• GIVEN PROBLEM: Convert the lines from the one containing "Can you spot the blue" through the last line into a Markdown table with the columns Row and Line, numbering each row and skipping blank lines. Leave the pictures out.

• PROVIDED RECORDS:
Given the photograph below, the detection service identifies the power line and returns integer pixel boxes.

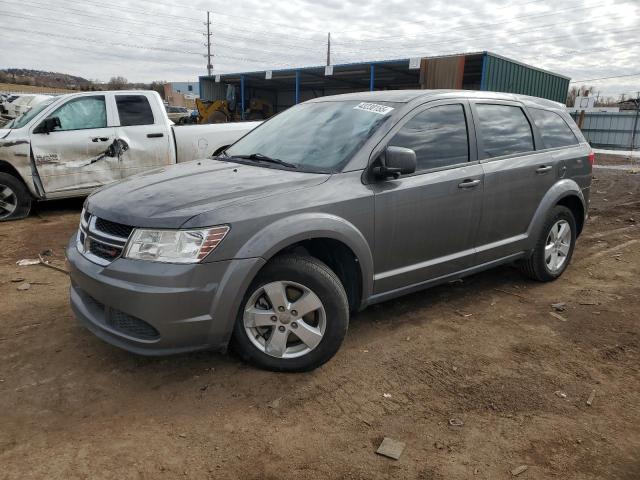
[334,0,547,33]
[336,2,624,44]
[107,0,326,38]
[338,12,632,52]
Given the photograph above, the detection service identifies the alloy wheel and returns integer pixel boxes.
[0,184,18,219]
[243,281,327,358]
[544,220,571,273]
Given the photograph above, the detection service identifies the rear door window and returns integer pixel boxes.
[116,95,155,127]
[389,104,469,172]
[476,103,534,158]
[529,108,578,148]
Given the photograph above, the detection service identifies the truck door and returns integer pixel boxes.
[31,95,120,196]
[115,94,173,178]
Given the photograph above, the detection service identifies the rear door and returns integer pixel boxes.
[372,100,483,293]
[31,95,120,196]
[471,100,558,263]
[115,93,173,178]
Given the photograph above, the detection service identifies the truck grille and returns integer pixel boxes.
[78,212,134,266]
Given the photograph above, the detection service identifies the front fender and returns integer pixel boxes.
[236,212,373,306]
[527,178,587,249]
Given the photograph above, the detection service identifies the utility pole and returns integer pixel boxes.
[206,12,213,76]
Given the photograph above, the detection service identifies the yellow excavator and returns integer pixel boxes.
[196,98,273,123]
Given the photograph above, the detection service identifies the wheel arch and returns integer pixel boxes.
[527,179,586,249]
[237,213,373,311]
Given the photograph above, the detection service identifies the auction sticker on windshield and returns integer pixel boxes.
[353,102,393,115]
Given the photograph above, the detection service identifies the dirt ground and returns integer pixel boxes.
[0,158,640,480]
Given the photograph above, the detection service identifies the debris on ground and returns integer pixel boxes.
[38,255,69,275]
[16,255,69,275]
[511,465,529,477]
[16,258,40,267]
[376,437,405,460]
[449,418,464,427]
[549,312,567,322]
[494,287,527,300]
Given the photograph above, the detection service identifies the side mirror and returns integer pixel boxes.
[374,146,417,178]
[34,117,62,134]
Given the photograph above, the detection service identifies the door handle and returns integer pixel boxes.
[458,179,480,188]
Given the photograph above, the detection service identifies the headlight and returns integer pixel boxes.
[124,225,229,263]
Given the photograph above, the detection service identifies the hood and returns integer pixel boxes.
[88,160,330,228]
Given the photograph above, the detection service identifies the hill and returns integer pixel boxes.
[0,68,91,89]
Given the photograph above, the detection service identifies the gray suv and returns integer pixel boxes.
[67,90,594,371]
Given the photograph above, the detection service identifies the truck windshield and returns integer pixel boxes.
[225,101,395,172]
[4,98,55,128]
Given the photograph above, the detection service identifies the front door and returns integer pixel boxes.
[373,101,483,294]
[31,95,120,196]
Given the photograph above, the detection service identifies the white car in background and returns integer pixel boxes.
[5,94,53,118]
[0,90,260,222]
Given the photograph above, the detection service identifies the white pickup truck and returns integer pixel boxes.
[0,90,260,221]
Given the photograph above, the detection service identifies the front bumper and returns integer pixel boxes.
[67,235,264,355]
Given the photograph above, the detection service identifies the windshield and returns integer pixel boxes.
[4,98,55,128]
[225,101,395,172]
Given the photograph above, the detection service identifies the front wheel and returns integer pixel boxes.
[520,205,577,282]
[0,173,31,222]
[233,255,349,372]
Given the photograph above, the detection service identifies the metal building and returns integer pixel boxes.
[200,52,570,119]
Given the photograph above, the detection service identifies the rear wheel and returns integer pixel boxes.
[0,173,31,222]
[520,205,577,282]
[233,255,349,372]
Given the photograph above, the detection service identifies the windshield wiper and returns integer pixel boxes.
[231,153,298,169]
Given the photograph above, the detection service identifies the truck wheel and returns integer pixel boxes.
[233,255,349,372]
[519,205,577,282]
[0,173,31,222]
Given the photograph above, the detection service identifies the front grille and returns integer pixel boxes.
[96,218,133,239]
[89,238,122,261]
[107,309,160,340]
[78,214,134,265]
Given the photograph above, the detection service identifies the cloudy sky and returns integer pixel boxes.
[0,0,640,96]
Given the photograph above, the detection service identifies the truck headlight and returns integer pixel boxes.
[124,225,229,263]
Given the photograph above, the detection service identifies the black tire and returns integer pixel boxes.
[0,173,32,222]
[232,255,349,372]
[518,205,577,282]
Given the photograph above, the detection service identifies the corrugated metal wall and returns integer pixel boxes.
[482,54,569,103]
[571,111,640,150]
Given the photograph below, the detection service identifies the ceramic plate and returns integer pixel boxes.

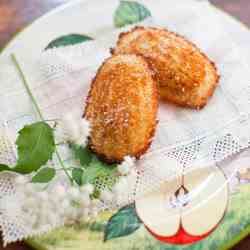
[2,0,250,250]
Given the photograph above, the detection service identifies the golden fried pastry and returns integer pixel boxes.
[84,55,158,162]
[112,27,219,109]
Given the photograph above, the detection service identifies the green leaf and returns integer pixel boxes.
[82,157,116,184]
[71,145,94,167]
[72,168,84,186]
[45,34,93,50]
[0,164,13,172]
[104,204,142,241]
[114,1,151,28]
[14,122,55,174]
[31,167,56,183]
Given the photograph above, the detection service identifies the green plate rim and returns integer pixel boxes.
[0,0,250,250]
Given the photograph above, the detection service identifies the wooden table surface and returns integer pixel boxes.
[0,0,250,250]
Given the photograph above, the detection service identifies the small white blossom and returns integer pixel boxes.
[79,194,90,207]
[52,184,66,199]
[37,191,49,202]
[82,207,90,221]
[55,114,90,146]
[68,187,80,200]
[80,183,95,194]
[112,177,128,195]
[15,175,27,185]
[118,156,135,175]
[91,199,101,208]
[100,189,113,203]
[91,208,99,219]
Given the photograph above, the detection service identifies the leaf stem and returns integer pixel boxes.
[11,54,73,183]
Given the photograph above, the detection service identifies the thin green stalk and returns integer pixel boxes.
[11,54,73,183]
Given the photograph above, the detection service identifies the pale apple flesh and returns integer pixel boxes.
[136,166,228,244]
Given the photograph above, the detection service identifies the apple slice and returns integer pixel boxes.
[181,167,228,236]
[136,163,228,244]
[136,174,181,235]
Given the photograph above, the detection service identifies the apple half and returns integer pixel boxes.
[135,166,229,244]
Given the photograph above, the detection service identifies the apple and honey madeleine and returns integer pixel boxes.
[112,27,219,109]
[84,55,158,162]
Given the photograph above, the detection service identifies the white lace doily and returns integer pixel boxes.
[0,2,250,246]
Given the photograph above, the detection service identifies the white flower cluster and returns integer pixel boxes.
[100,156,136,204]
[55,114,90,146]
[16,176,102,228]
[11,157,136,229]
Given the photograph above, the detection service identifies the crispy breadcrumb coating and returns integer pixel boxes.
[112,27,219,109]
[84,55,158,162]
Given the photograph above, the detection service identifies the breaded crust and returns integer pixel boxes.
[112,27,219,109]
[84,55,158,162]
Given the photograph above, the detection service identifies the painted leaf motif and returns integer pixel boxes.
[14,122,55,174]
[114,1,151,28]
[104,204,142,241]
[72,168,84,186]
[0,164,13,172]
[45,34,93,50]
[82,157,116,185]
[31,167,56,183]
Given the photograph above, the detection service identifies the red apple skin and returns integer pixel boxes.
[145,224,219,245]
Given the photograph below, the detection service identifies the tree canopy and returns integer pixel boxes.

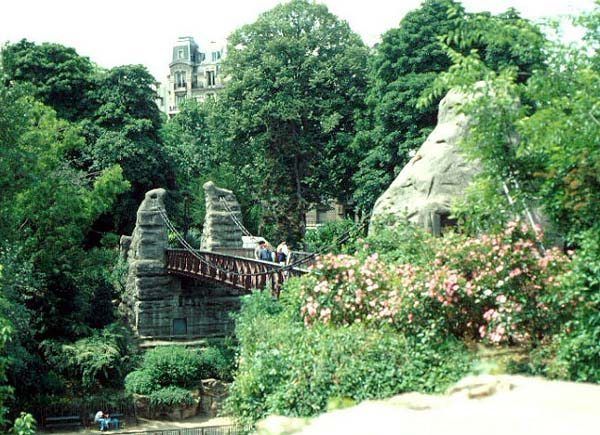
[220,0,368,241]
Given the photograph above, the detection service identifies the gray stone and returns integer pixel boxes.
[200,181,243,251]
[122,189,173,335]
[120,187,252,338]
[371,90,478,234]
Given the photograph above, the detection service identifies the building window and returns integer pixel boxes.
[206,71,215,86]
[175,71,186,88]
[173,317,187,335]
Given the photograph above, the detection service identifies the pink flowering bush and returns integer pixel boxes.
[301,222,570,343]
[301,253,400,325]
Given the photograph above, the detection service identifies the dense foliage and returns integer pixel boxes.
[209,0,368,242]
[0,0,600,433]
[125,346,231,400]
[227,288,470,423]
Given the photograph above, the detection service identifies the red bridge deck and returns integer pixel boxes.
[167,249,307,293]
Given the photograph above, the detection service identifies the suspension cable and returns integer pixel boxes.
[158,208,367,277]
[219,196,256,239]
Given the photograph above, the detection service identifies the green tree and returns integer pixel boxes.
[353,0,464,212]
[81,65,175,233]
[0,39,97,121]
[220,0,367,245]
[354,0,544,210]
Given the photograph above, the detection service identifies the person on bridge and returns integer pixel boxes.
[94,411,109,432]
[276,240,290,264]
[258,240,273,261]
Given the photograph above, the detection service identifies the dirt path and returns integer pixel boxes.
[48,417,233,435]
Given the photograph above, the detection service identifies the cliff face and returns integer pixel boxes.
[372,91,478,234]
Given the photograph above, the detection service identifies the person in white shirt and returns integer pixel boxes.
[277,240,290,264]
[94,411,109,432]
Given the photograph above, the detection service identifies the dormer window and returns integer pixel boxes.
[175,71,186,88]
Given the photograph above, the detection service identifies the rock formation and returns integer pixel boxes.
[372,87,477,234]
[200,181,243,251]
[256,375,600,435]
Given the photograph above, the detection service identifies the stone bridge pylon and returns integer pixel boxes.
[121,189,172,336]
[121,188,248,339]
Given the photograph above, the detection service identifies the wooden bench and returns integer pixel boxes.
[89,412,125,429]
[44,415,83,429]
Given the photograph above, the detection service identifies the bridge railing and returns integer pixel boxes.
[167,249,306,293]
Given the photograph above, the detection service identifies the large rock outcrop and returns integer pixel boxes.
[257,375,600,435]
[200,181,243,251]
[372,90,478,234]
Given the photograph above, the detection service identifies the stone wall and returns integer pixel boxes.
[256,375,600,435]
[200,181,243,251]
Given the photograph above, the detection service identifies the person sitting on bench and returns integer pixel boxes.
[94,411,110,432]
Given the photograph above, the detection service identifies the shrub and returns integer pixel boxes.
[520,230,600,383]
[304,219,358,252]
[125,370,157,395]
[42,323,134,390]
[364,215,437,265]
[226,285,470,423]
[200,346,233,381]
[149,386,194,408]
[301,222,570,343]
[125,346,233,395]
[142,346,202,388]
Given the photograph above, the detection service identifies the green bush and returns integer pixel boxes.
[200,346,233,381]
[300,222,573,343]
[149,386,194,408]
[125,346,233,395]
[226,286,470,423]
[304,219,360,252]
[125,370,157,395]
[42,323,135,390]
[366,215,437,265]
[125,346,203,394]
[142,346,202,388]
[517,230,600,383]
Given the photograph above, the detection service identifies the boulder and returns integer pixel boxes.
[371,90,478,235]
[257,375,600,435]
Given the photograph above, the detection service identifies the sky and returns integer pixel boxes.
[0,0,594,81]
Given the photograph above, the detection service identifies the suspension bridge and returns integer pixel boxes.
[120,189,363,340]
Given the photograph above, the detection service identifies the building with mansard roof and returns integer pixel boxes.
[158,36,225,116]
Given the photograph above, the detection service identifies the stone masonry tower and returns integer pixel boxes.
[121,189,178,336]
[200,181,243,251]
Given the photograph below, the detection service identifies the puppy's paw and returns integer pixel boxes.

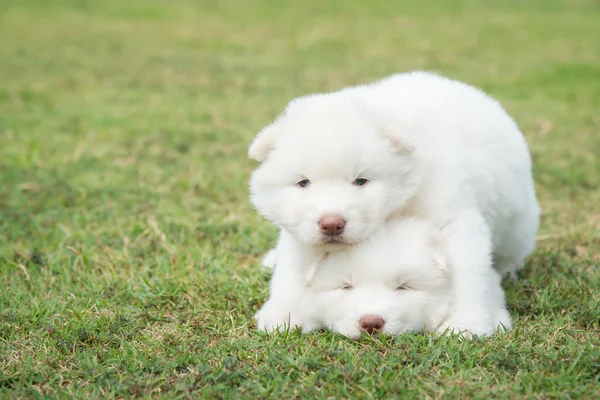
[494,308,512,332]
[437,310,495,339]
[254,301,302,332]
[261,249,277,269]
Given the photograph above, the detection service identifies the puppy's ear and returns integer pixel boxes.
[380,126,415,157]
[248,121,281,162]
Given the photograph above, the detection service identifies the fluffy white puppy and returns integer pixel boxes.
[299,218,511,339]
[249,72,540,334]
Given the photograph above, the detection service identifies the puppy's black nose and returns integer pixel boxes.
[358,315,385,335]
[319,215,346,236]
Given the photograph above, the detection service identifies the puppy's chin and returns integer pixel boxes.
[314,235,358,251]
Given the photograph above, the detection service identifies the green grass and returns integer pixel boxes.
[0,0,600,399]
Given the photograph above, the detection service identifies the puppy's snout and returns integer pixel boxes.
[319,215,346,236]
[358,315,385,335]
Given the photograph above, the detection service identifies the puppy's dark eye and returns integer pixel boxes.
[296,178,310,187]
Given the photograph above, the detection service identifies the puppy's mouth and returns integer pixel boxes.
[319,235,354,246]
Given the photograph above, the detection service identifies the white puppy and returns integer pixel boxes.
[299,218,511,339]
[249,72,540,334]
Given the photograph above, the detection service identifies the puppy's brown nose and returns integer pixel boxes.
[319,215,346,236]
[358,315,385,335]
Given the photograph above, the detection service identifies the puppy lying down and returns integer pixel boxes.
[290,218,511,339]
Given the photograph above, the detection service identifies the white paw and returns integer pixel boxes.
[261,249,277,269]
[254,300,302,332]
[437,310,495,339]
[494,308,512,332]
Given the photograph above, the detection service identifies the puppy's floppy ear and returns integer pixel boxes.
[433,252,450,276]
[248,121,281,162]
[380,126,415,157]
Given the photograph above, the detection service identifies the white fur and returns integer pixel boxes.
[299,218,511,339]
[249,72,540,334]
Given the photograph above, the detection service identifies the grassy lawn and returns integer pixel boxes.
[0,0,600,399]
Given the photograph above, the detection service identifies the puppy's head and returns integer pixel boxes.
[249,93,418,248]
[302,219,451,339]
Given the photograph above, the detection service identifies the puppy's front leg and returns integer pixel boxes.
[438,210,504,337]
[255,231,309,331]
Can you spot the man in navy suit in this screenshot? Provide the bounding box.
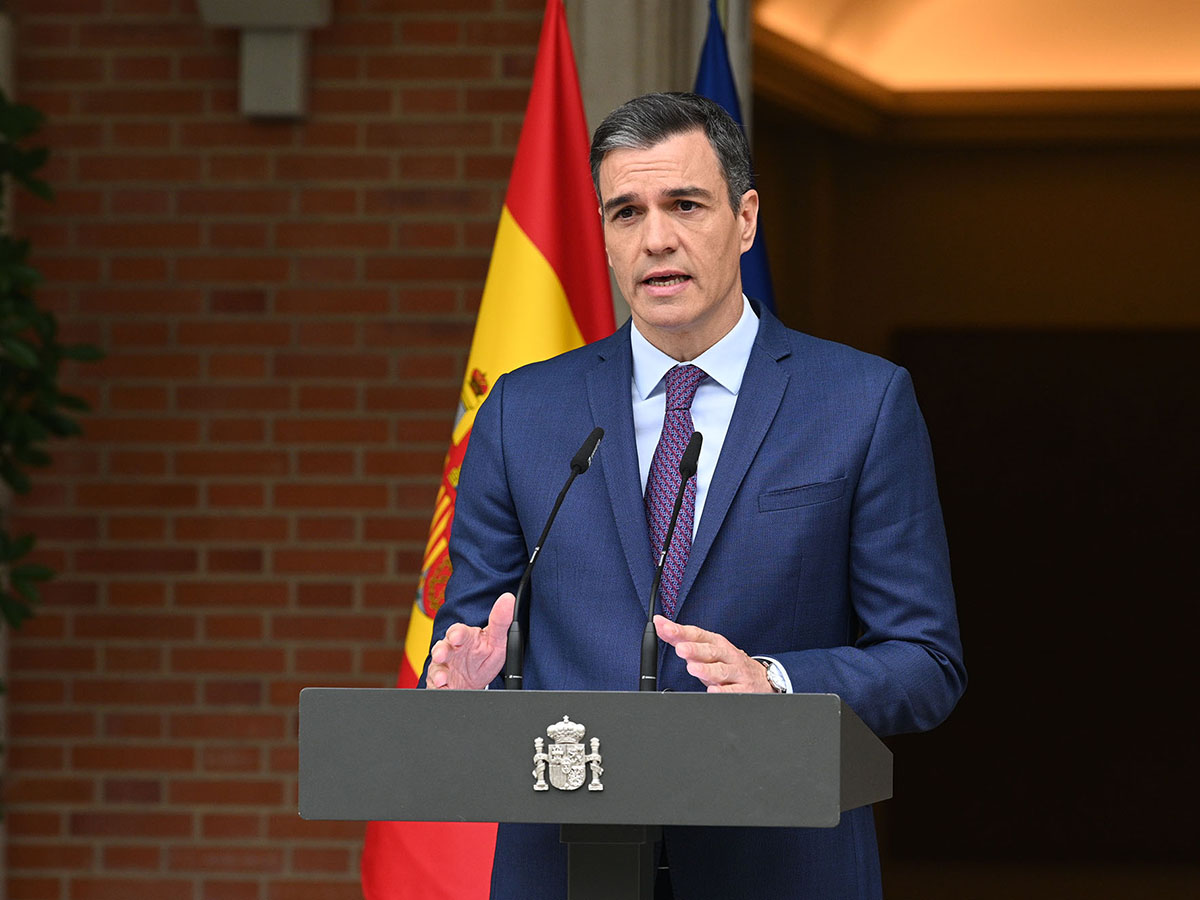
[425,94,966,900]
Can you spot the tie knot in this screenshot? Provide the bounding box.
[667,365,708,409]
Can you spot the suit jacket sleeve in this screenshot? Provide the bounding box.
[770,368,966,734]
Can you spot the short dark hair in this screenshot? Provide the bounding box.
[592,91,754,212]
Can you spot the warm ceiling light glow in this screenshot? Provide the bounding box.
[755,0,1200,90]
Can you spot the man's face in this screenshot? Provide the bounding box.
[600,130,758,360]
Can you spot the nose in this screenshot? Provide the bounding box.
[642,209,678,257]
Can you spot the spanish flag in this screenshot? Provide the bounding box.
[362,0,614,900]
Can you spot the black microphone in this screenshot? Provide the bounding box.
[637,431,704,691]
[504,428,604,690]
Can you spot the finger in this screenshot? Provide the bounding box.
[487,592,517,635]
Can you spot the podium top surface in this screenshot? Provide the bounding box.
[300,688,892,827]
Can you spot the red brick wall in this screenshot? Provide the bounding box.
[6,0,544,900]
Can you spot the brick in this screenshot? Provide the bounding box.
[179,119,295,149]
[271,613,385,642]
[167,780,283,806]
[8,710,96,738]
[296,516,358,544]
[103,644,162,674]
[108,257,167,280]
[175,385,292,412]
[292,847,352,875]
[209,419,266,444]
[10,644,97,672]
[204,681,263,707]
[272,352,388,380]
[73,678,196,707]
[300,188,359,216]
[308,83,392,116]
[77,154,200,182]
[175,257,288,282]
[8,841,95,868]
[209,353,266,378]
[88,416,200,444]
[79,88,204,116]
[113,56,174,82]
[275,222,391,250]
[167,846,283,874]
[104,778,162,805]
[200,812,263,844]
[169,647,287,674]
[76,482,199,509]
[271,548,388,575]
[176,188,293,216]
[71,877,192,900]
[77,222,200,250]
[365,119,494,150]
[204,485,266,509]
[74,547,197,575]
[205,548,263,574]
[168,712,286,740]
[74,611,197,641]
[71,742,196,777]
[175,516,288,542]
[107,516,167,541]
[296,582,354,610]
[296,451,358,475]
[103,713,163,738]
[175,581,288,609]
[367,53,496,80]
[299,384,361,410]
[205,223,271,252]
[275,288,389,316]
[109,121,174,150]
[101,846,162,872]
[108,581,167,608]
[208,154,271,181]
[5,774,96,806]
[274,482,388,510]
[275,154,391,182]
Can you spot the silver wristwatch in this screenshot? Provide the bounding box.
[758,659,787,694]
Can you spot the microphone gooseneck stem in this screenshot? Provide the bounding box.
[504,428,604,690]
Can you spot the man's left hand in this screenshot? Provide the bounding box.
[654,616,774,694]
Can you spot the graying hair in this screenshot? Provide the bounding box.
[592,91,754,214]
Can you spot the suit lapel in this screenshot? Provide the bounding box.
[681,304,791,622]
[587,322,653,605]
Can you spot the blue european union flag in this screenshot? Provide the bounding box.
[695,0,775,312]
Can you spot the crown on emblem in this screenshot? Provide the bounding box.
[546,715,587,744]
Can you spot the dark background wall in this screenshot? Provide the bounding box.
[756,95,1200,898]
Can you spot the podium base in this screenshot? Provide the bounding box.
[559,824,662,900]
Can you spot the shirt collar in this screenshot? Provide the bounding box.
[629,294,758,400]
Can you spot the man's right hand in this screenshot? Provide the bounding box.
[425,593,516,690]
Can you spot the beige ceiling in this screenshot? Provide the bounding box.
[754,0,1200,92]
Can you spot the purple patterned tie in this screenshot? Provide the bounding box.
[646,366,708,619]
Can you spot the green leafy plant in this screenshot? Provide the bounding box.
[0,91,103,628]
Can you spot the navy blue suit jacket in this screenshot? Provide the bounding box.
[433,306,966,900]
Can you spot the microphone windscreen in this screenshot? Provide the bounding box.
[571,428,604,475]
[679,431,704,481]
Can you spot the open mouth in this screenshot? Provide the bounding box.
[642,275,691,288]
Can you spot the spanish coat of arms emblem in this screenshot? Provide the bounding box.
[533,715,604,791]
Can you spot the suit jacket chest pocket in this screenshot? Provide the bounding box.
[758,478,846,512]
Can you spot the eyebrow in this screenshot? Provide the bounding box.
[604,185,713,215]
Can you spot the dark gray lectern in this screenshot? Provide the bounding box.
[300,688,892,900]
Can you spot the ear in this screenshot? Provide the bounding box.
[738,188,758,253]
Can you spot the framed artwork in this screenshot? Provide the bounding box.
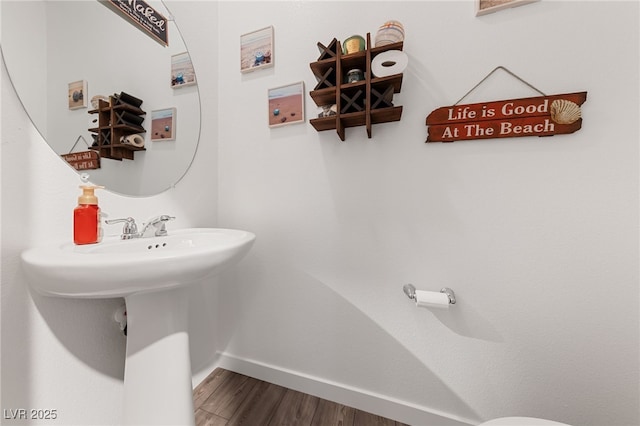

• ANSWER IN FULL:
| Row | Line |
|---|---|
| 1 | Can you spot the blue european union flag in this screenshot? Provide the bounding box. |
| 2 | [695,0,775,312] |
| 3 | Can you spot the crown on emblem in this screenshot? Provide the bounding box. |
| 4 | [546,715,587,744] |
| 5 | Can you spot the dark background wall in this screenshot? Provide the bounding box. |
| 6 | [756,95,1200,898] |
| 7 | Can you spot the podium base in this screenshot? Provide the bounding box. |
| 8 | [559,824,662,900] |
| 9 | Can you spot the shirt collar in this screenshot? Provide the bounding box. |
| 10 | [629,294,758,400] |
| 11 | Can you spot the man's right hand in this screenshot? Provide the bounding box. |
| 12 | [425,593,516,690] |
| 13 | Can you spot the beige ceiling in this screenshot? Provide the bounding box. |
| 14 | [754,0,1200,92] |
| 15 | Can you spot the purple patterned tie in this screenshot? Provide the bounding box. |
| 16 | [646,366,708,619] |
| 17 | Can you spot the green leafy plant in this screenshot? Provide the bounding box. |
| 18 | [0,91,103,628] |
| 19 | Can you spot the navy blue suit jacket in this screenshot? Provide the bounding box. |
| 20 | [433,306,966,900] |
| 21 | Can you spot the microphone windscreen in this screenshot? Provide the bounding box. |
| 22 | [571,428,604,475] |
| 23 | [679,431,704,481] |
| 24 | Can you spot the open mouth in this screenshot? Provide the bounding box. |
| 25 | [642,275,691,288] |
| 26 | Can you spot the spanish coat of arms emblem in this screenshot? Provide the bounding box. |
| 27 | [533,715,604,791] |
| 28 | Can you spot the suit jacket chest pocket in this screenshot? Provide the bounding box. |
| 29 | [758,478,846,512] |
| 30 | Can you spot the eyebrow in this screenshot? Provide the bounding box. |
| 31 | [604,185,713,215] |
| 32 | Can you spot the dark gray lectern in this screenshot? Provide the bounding box. |
| 33 | [300,688,892,900] |
| 34 | Can you spot the ear in this screenshot? Provide the bounding box. |
| 35 | [738,188,758,253] |
| 36 | Can you spot the framed artwork in this screenshot? Provide the bounding box. |